* Work required
Can you pull every line of text from the items below, word for word, and leave out the pictures?

-- BEGIN Stored rows --

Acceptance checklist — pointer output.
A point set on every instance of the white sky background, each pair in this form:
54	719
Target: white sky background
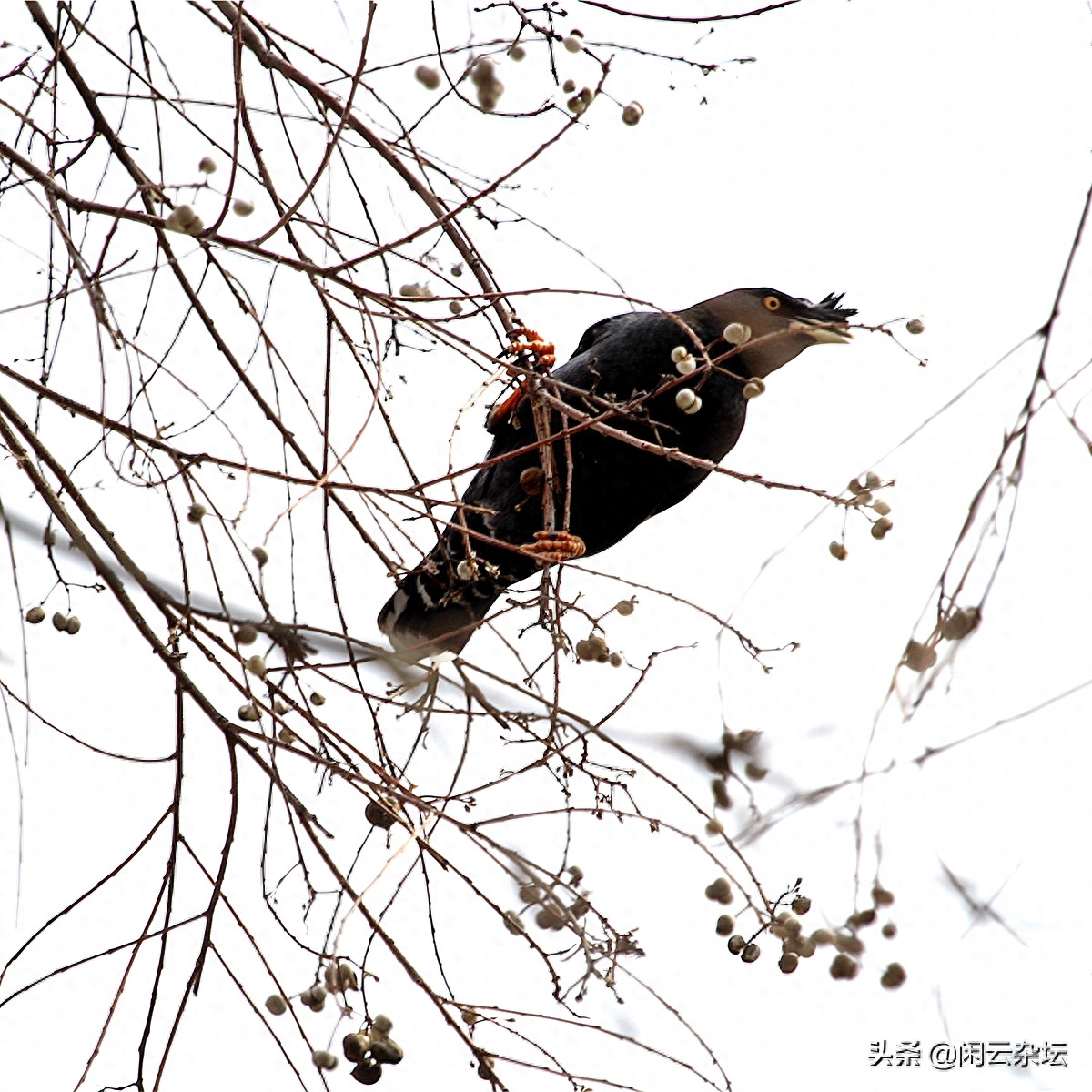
923	157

-- END Stored rows --

* The completed task
Acceptance checklist — pointer output.
A point set on every instance of the white sky background, each pair in this form:
54	719
Target: white sky background
923	157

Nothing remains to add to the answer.